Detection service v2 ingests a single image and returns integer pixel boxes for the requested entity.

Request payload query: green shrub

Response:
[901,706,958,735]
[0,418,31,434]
* * *
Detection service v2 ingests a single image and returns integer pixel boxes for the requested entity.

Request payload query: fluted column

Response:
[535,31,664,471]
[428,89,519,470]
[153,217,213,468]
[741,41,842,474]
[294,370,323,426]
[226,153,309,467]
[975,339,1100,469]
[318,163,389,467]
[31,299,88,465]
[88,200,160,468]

SET TASK: Show every line of the rows above that contains the string "query", matching case exactly.

SOLUTION TO THIS TASK:
Request payload query: green shrub
Request payload query: fluted column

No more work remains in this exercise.